Stated exercise | Render every one of the rows below as a numbered list, omitting blank lines.

Data entries |
════════════════════
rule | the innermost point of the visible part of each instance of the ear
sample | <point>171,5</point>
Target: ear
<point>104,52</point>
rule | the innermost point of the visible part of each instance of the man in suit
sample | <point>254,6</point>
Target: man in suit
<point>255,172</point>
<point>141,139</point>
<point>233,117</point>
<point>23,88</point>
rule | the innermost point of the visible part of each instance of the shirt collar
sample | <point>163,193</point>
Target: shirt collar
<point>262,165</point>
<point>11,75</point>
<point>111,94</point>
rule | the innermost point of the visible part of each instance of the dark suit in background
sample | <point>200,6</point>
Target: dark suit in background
════════════════════
Written response |
1. rule | the innermost point of the visible part of each instance of the ear
2. sample | <point>171,5</point>
3. Target: ear
4. <point>104,52</point>
5. rule | the innermost point of the visible part of each instance of the man in suit
6. sample | <point>254,6</point>
7. Target: man in suit
8. <point>255,172</point>
9. <point>141,139</point>
10. <point>233,117</point>
11. <point>23,88</point>
12. rule | the innermost point of the visible part of each instance of the shirt collar
13. sample | <point>163,193</point>
14. Target: shirt collar
15. <point>262,165</point>
16. <point>11,75</point>
17. <point>111,94</point>
18. rule | the innermost point of the visible part of each instance of the dark suit in background
19. sample | <point>200,6</point>
20. Target: dark suit in background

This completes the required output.